[Dataset records about object locations]
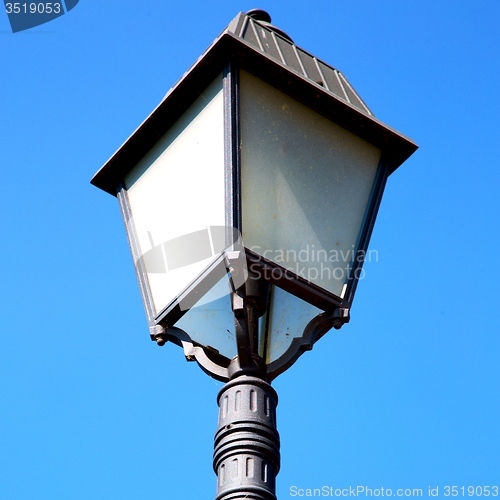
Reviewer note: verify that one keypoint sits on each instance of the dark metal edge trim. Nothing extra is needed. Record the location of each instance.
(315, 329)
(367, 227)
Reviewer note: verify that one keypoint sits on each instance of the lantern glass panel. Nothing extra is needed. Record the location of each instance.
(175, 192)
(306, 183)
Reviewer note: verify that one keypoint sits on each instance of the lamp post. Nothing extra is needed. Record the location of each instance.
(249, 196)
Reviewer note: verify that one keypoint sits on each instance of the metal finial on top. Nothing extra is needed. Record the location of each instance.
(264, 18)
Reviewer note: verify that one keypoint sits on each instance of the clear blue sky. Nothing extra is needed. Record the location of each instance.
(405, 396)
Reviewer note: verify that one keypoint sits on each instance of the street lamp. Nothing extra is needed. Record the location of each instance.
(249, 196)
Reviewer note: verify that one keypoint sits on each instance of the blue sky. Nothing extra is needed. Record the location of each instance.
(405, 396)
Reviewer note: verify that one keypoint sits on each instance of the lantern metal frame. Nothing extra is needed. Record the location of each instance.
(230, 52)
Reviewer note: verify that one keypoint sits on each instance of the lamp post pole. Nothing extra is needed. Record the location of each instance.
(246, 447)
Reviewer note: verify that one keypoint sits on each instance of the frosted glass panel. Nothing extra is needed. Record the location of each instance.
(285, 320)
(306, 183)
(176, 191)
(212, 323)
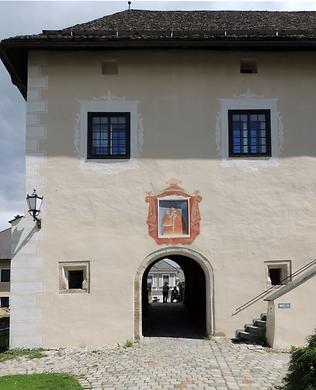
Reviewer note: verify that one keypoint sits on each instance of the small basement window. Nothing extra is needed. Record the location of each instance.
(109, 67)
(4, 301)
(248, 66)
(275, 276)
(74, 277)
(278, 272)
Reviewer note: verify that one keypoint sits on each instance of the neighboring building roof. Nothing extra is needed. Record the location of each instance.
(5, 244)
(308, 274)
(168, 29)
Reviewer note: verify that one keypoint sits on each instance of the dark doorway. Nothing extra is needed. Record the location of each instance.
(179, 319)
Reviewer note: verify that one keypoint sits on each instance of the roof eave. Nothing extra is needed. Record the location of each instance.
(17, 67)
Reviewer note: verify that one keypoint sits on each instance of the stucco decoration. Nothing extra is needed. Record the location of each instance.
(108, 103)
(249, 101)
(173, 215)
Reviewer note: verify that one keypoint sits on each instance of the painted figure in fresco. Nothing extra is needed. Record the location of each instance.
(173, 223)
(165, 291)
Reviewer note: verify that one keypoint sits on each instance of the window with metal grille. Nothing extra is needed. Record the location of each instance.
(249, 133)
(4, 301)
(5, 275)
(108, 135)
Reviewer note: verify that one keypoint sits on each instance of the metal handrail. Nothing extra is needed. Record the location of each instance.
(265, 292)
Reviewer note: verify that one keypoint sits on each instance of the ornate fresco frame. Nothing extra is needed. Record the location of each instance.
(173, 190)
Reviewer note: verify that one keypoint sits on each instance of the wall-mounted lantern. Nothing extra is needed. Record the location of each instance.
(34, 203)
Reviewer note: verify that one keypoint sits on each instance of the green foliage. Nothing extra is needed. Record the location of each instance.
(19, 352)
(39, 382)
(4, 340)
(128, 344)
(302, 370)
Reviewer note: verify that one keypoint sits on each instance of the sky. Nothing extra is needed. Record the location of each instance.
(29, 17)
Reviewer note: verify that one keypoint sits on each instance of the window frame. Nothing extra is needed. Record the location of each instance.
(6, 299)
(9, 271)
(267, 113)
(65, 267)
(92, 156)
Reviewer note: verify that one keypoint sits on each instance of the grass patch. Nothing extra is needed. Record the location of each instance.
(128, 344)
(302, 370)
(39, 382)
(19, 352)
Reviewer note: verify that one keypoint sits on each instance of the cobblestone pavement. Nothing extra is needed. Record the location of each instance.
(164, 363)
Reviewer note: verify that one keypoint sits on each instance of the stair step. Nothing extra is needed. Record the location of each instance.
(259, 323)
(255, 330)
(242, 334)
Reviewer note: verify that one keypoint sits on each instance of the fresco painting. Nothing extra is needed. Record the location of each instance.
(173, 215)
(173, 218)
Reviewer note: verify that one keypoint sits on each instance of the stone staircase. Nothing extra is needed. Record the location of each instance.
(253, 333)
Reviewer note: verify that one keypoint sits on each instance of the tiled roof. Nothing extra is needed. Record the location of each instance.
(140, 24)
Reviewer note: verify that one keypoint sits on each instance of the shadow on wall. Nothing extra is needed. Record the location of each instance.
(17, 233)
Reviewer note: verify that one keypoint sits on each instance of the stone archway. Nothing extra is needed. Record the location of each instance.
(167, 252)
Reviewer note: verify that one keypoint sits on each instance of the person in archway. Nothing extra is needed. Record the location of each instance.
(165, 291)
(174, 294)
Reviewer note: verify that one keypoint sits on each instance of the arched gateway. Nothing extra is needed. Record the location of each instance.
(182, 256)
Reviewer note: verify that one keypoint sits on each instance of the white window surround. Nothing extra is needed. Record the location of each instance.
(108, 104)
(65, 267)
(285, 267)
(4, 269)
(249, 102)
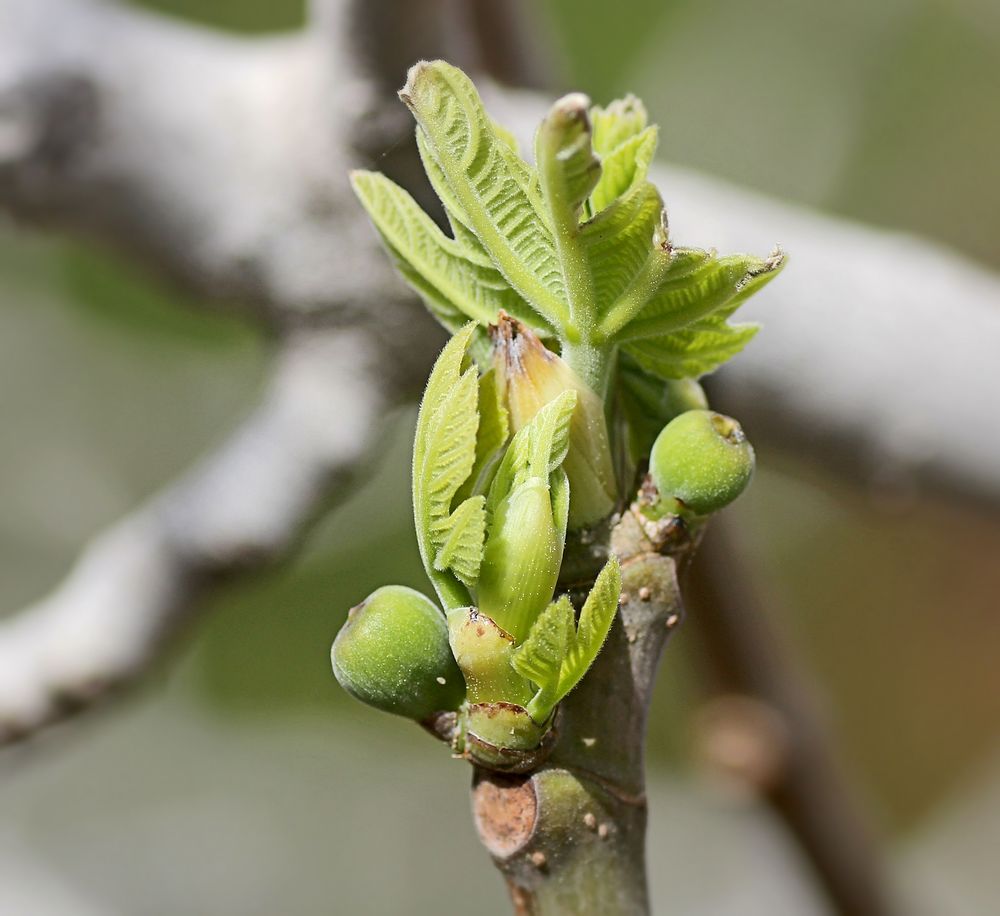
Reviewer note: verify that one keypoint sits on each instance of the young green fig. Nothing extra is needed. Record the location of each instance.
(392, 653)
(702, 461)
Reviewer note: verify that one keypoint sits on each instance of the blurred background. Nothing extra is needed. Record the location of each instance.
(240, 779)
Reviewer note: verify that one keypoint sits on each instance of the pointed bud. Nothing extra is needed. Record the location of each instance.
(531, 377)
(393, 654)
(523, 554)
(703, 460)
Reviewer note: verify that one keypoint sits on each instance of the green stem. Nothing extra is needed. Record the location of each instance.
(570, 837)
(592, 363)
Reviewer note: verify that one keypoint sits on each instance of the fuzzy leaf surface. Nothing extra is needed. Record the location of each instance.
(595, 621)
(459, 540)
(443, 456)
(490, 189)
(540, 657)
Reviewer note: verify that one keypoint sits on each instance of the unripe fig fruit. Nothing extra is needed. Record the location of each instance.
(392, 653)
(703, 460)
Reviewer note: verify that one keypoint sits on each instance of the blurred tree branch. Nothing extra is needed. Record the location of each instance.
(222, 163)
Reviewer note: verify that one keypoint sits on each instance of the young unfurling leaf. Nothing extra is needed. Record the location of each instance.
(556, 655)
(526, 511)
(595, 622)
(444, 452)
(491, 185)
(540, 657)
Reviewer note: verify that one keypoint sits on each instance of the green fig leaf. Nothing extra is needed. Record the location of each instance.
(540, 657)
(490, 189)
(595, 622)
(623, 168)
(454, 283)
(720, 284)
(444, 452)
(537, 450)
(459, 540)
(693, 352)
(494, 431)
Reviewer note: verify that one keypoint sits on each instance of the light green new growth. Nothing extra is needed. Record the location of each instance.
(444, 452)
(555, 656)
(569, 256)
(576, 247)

## DIRECTIVE
Output the data exactly. Pictures don't belong in the result.

## SOLUTION TO THE EXERCISE
Reviewer note: verify that one keypoint sits on each instance of the dark metal edge trim. Nothing extra is needed. Record the location of each instance.
(315, 329)
(367, 227)
Reviewer note: verify that one keypoint sits on each instance of the lantern glass panel. Nothing extra is needed. Record the location of each instance.
(175, 192)
(306, 183)
Reviewer note: verify that one keypoint sits on each instance of the lamp post. Nothing extra is needed. Record the location of each instance.
(249, 196)
Reviewer note: verify that one keypoint sits on each instance of the metal finial on top. Nothing extra is needed. Record the location of each instance.
(264, 18)
Reviewer note: verify that one keypoint sits on each instance of the clear blue sky. Nothing extra is needed. Record the location of each instance.
(405, 396)
Reviewer note: verify that one keypoint sits on each instance of the street lamp. Nothing extra is needed. Record the location of each instance.
(249, 196)
Reviewer note: verify that one keypoint sits on each instance of the blue sky. Nothing extra is needed. Record the location of each instance.
(405, 396)
Reviewer note: verify that one keypoint sits on each instance of the lantern metal frame. Nothing extra is needed. Record the location of each instance.
(230, 52)
Reviewer note: verify that one keypoint sits on each instance of the lamp post pole. Nothing extra is needed. Record the location of each instance.
(246, 447)
Reviewer note: verify that one keypoint sits on each instance of the frosted glass panel. Nothing extra is needed. Record the location of each instance.
(285, 320)
(306, 183)
(176, 191)
(212, 323)
Reviewer note: verify that one keypoint sits on each instance of the small basement window. Nothing extra is needed. Record the location of each instance.
(109, 67)
(4, 301)
(248, 66)
(275, 276)
(74, 277)
(278, 272)
Reviewer note: verify that one keypoint sits on each instance of the neighboring building roof. Nothing extra is needed. Record the location of each instance.
(5, 244)
(308, 274)
(168, 29)
Reviewer note: verify that one keypoint sits on each instance of the dark doorway. Nothing extra is needed. Record the location of each instance.
(179, 319)
Reviewer note: verify that one keypoint sits on each instance of the roof eave. Nothing extra is needed. Record the location of each instance.
(17, 67)
Reviewer note: verify that one keypoint sits on each instance of the stucco decoration. Nothing extra is needed. Record the location of each instance.
(108, 103)
(249, 101)
(173, 215)
Reviewer note: verify that one keypoint sits on each instance of the painted figure in fresco. Nothing extra is needed. Record the location of each instance.
(173, 223)
(165, 291)
Reviewer note: verify that one keypoint sits on each instance of the window with metal grille. Nothing extra is needed. Record the location of each instance.
(249, 133)
(4, 301)
(5, 275)
(108, 135)
Reviewer note: verify that one keypoint sits on each instance of the metal handrail. Nothing extra is needed. Record the location of each instance.
(265, 292)
Reviewer note: verify that one keypoint sits on each instance of the ornate fresco frame. Nothing extra is needed. Record the location of each instance.
(173, 190)
Reviewer note: verify that one keypoint sits on each instance of the wall-mounted lantern. Nothing extra is needed. Record the location of each instance.
(34, 203)
Reviewer note: verify that one keypoint sits on each instance of the green foliage. Nothing extra is needed. Record the location of each instance.
(19, 352)
(39, 382)
(4, 340)
(128, 344)
(302, 370)
Reviewer note: verify that one keypoint sits on each instance of the sky. Nothing extra is needed. Record the location of each instance.
(29, 17)
Reviewer note: verify that one keypoint sits on each instance of the window frame. Nothing extra is needed. Record the location of each instance.
(6, 299)
(9, 271)
(267, 113)
(65, 267)
(92, 156)
Reviewer note: verify that one keypoint sits on each instance of the grass patch. Nothing extra is needed. Record the location of each instance.
(128, 344)
(302, 370)
(39, 382)
(19, 352)
Reviewer note: verify that one keypoint sits on each instance of the cobblestone pavement. Nothing extra is needed. Record the location of each instance.
(164, 363)
Reviewer note: verify that one keypoint sits on each instance of the stair step. Nothing extra is needed. Record the location of each instance.
(259, 323)
(255, 330)
(242, 334)
Reviewer note: verify that one keypoint sits on each instance of the fresco painting. Nothing extra is needed. Record the location of each instance.
(173, 215)
(173, 218)
Reviewer note: verify that one keypoint sits on each instance of the stone staircase. Nothing extra is needed. Record the location of each instance.
(253, 333)
Reviewer note: verify that one keypoint sits on each instance of the tiled roof. Nothing extra is needed. Record the location of each instance.
(140, 24)
Reviewer note: verify that one keypoint sits on each instance of the shadow on wall. Nothing extra is needed. Record the location of each instance.
(17, 233)
Reviewer note: verify that one keypoint sits on each instance of the stone archway. Nothing extra is needed. Record the location of each instance.
(167, 252)
Reviewer note: verify that one keypoint sits on each instance of the person in archway. Nothing extra is needed. Record the location of each instance.
(165, 291)
(174, 294)
Reviewer note: verify that one keypoint sits on each instance of the arched gateway. Nothing extra is needed. Record the location of each instance.
(182, 256)
Reviewer note: verify that one keypoint sits on each instance of the white window surround. Nothing extra is needed. Record the location of each instance.
(108, 104)
(65, 267)
(285, 267)
(4, 269)
(249, 102)
Reviewer note: verify that one keypoint sits on each instance of the young green fig. Nothing extra is needed. Record the location of each instance.
(392, 653)
(702, 461)
Reviewer note: verify that one keypoint sits on each instance of the blurred background. Nothing extra is needed. Record the location of each instance.
(240, 779)
Reviewer note: verify that one keypoint sits on each instance of the pointed bud. Nothing extra is needed. Record the location of each instance.
(531, 377)
(393, 654)
(523, 554)
(703, 460)
Reviewer note: verify that one keypoint sits on each instance of the green stem. Nothing extra is needed. Record the location of each instance.
(570, 837)
(592, 363)
Reviewer note: verify that one keypoint sits on each instance of the fuzzy leaf surface. Nothing extra is needed. Record the location of each instance.
(595, 621)
(459, 540)
(443, 456)
(490, 189)
(540, 657)
Reviewer note: verify that one keypoint sits on each instance of the unripe fig fruit. Nothing extra is needed. Record the location of each instance.
(392, 653)
(703, 460)
Reviewer note: verify that one keypoint sits on each instance of the blurred tree branch. Nothing extra is needed. Record the location of each instance.
(222, 163)
Reviewer note: verify that one keypoint sits on each instance of the young unfurling leaf. Nothing extra is needed. Record the location of each instance.
(556, 655)
(526, 511)
(595, 622)
(444, 452)
(491, 185)
(540, 657)
Reviewer note: verify that one keypoint sits on each instance of the green fig leaf. Nothing extra is needed. Record the location of each instance.
(540, 657)
(490, 189)
(595, 622)
(623, 168)
(454, 283)
(720, 284)
(444, 452)
(537, 450)
(459, 540)
(693, 352)
(494, 431)
Reviewer note: verify that one keypoint sits on each instance of the light green new growth. Nothing extra is needed. Record the location of each instance.
(444, 452)
(555, 656)
(569, 256)
(576, 247)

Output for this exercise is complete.